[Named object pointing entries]
—————
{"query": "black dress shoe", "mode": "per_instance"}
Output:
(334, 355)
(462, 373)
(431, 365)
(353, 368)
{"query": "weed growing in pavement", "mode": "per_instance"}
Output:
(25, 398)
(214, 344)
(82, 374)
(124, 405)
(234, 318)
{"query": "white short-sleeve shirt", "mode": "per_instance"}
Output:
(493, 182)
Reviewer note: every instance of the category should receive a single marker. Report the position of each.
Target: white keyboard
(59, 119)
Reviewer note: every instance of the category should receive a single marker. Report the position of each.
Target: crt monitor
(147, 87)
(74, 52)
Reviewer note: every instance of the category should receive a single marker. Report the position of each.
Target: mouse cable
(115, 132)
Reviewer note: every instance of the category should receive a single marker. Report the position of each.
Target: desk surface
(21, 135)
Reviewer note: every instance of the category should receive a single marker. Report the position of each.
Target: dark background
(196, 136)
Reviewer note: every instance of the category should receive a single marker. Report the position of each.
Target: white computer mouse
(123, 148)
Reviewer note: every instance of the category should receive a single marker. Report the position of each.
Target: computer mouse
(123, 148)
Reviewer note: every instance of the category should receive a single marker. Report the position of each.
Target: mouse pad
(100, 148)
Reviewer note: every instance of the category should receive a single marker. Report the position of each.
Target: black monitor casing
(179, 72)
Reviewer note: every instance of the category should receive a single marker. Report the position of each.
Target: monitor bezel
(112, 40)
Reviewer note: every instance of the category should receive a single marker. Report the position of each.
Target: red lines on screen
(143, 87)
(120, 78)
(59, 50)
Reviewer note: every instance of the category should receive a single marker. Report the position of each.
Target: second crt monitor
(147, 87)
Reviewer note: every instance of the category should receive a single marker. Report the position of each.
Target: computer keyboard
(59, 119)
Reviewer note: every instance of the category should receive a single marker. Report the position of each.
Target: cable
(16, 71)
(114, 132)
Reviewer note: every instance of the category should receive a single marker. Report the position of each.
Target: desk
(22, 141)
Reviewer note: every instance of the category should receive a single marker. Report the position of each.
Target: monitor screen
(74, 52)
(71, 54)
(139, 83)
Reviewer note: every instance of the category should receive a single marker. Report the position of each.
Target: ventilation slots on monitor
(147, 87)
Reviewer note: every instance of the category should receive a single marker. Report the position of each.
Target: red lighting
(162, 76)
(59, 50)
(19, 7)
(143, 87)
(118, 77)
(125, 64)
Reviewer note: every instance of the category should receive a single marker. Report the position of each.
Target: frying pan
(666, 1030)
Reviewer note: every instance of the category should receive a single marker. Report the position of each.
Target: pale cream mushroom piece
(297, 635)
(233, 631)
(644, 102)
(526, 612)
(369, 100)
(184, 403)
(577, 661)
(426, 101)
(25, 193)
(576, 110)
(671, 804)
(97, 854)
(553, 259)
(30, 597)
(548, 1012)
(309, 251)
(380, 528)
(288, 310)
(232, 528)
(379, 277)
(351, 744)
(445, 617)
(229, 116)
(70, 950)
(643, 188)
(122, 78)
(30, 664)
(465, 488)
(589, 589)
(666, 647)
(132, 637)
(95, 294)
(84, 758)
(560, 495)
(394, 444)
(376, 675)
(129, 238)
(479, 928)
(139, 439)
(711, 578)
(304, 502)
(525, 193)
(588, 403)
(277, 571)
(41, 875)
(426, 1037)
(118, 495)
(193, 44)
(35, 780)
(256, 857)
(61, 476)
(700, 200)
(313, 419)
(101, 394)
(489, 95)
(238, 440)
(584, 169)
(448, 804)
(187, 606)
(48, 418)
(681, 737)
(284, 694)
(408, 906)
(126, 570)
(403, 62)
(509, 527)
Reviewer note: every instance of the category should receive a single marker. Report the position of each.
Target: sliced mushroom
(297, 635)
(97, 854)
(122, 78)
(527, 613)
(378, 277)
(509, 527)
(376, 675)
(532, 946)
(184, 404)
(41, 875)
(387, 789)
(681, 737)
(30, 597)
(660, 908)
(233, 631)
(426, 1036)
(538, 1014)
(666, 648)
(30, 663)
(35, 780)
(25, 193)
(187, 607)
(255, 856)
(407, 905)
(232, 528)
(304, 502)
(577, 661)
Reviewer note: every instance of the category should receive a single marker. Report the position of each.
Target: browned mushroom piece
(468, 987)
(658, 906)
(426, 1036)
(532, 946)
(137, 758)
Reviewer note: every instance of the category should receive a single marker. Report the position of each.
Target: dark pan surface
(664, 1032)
—————
#### What you should do
Take the material above and return all of it exactly.

#### Output below
{"query": "black dress shoe", "mode": "per_instance"}
Output:
(334, 355)
(462, 373)
(431, 365)
(353, 368)
{"query": "weed growing in pavement", "mode": "per_instance"}
Output:
(25, 398)
(214, 344)
(82, 374)
(124, 405)
(234, 318)
{"query": "white short-sleeve shirt", "mode": "per_instance"}
Output:
(493, 182)
Reviewer note: every instance of the category should receive a single marker. Report the position of each.
Target: white keyboard
(59, 119)
Reviewer note: every instance of the category should receive a single marker. Report the position of each.
Target: crt monitor
(147, 87)
(74, 52)
Reviewer note: every instance of the category should receive a single marker. Report the position of each.
Target: mouse cable
(115, 132)
Reviewer note: every instance of the category should receive a single marker. Report the position of each.
Target: desk surface
(21, 135)
Reviewer note: every instance of the category should receive a single marker. Report the position of each.
Target: dark background
(196, 136)
Reviewer note: every instance of the category should receive a single marker. Report the position of each.
Target: white computer mouse
(123, 148)
Reviewer note: every instance of the category should receive a single marker. Report the position of each.
Target: computer mouse
(123, 148)
Reviewer note: every instance of the category should receive a single marker. Report the position of each.
Target: mouse pad
(100, 148)
Reviewer note: every instance of the category should receive a single marker. Report the position of each.
Target: black monitor casing
(179, 72)
Reviewer note: every instance of the category should receive a single marker. Report the position of each.
Target: monitor bezel
(112, 40)
Reviewer note: every instance of the category should receive a single marker. Report the position of each.
Target: red lines on screen
(143, 87)
(120, 78)
(59, 50)
Reviewer note: every instance of the category should receive a single marker. Report the position of each.
Target: second crt monitor
(147, 87)
Reviewer note: every instance of the category should receive a single marker. Report the position of each.
Target: computer keyboard
(59, 119)
Reviewer note: every instance of the category should receive a single marker. Report the position of each.
Target: cable
(16, 71)
(114, 132)
Reviewer note: every instance of the category should receive a single marker. Report the position of each.
Target: desk
(22, 141)
Reviewer note: every instance of the category should receive a single marker. Report the position of each.
Target: monitor screen
(74, 52)
(71, 54)
(139, 83)
Reviewer note: every instance of the category should receive a single marker. Report the position of each.
Target: ventilation slots on monitor
(147, 87)
Reviewer note: every instance of the category should receive a single marker. Report the position of each.
Target: red lighting
(162, 76)
(59, 50)
(19, 7)
(143, 87)
(118, 77)
(125, 64)
Reviewer note: every instance of the category should receive a single marker. Report the position of each.
Target: frying pan
(666, 1030)
Reviewer note: every instance of the category should receive a single marker. Report the position of each.
Target: pale cream mushroom piece
(297, 635)
(233, 631)
(644, 102)
(526, 612)
(369, 100)
(184, 403)
(577, 661)
(426, 101)
(25, 193)
(576, 110)
(671, 804)
(97, 854)
(553, 259)
(30, 597)
(548, 1012)
(309, 251)
(380, 528)
(288, 310)
(232, 528)
(379, 277)
(351, 744)
(445, 617)
(229, 116)
(70, 950)
(643, 188)
(122, 78)
(30, 664)
(465, 488)
(589, 589)
(666, 647)
(132, 637)
(95, 294)
(84, 758)
(560, 495)
(394, 444)
(376, 675)
(129, 238)
(479, 928)
(139, 439)
(711, 578)
(304, 502)
(525, 193)
(588, 403)
(277, 571)
(41, 875)
(426, 1037)
(118, 495)
(193, 44)
(35, 780)
(256, 857)
(61, 476)
(700, 200)
(313, 419)
(101, 394)
(489, 95)
(238, 440)
(584, 169)
(448, 804)
(187, 606)
(48, 418)
(681, 737)
(284, 694)
(408, 906)
(126, 570)
(403, 62)
(509, 527)
Reviewer note: every instance of the category should receive a single marker. Report the position of each.
Target: sliced mushroom
(297, 635)
(97, 854)
(122, 78)
(527, 613)
(378, 277)
(509, 527)
(376, 675)
(532, 946)
(184, 404)
(41, 875)
(387, 789)
(681, 737)
(30, 597)
(660, 908)
(233, 631)
(426, 1036)
(538, 1014)
(666, 648)
(30, 663)
(35, 780)
(25, 193)
(187, 607)
(255, 856)
(407, 905)
(232, 528)
(304, 502)
(577, 661)
Reviewer note: every instance of the category should receive a single marker. Report the position of each.
Target: browned mushroom piece
(468, 987)
(658, 906)
(426, 1036)
(532, 946)
(137, 758)
Reviewer note: every instance of the category should receive a single marker. Report the position of each.
Target: dark pan surface
(664, 1032)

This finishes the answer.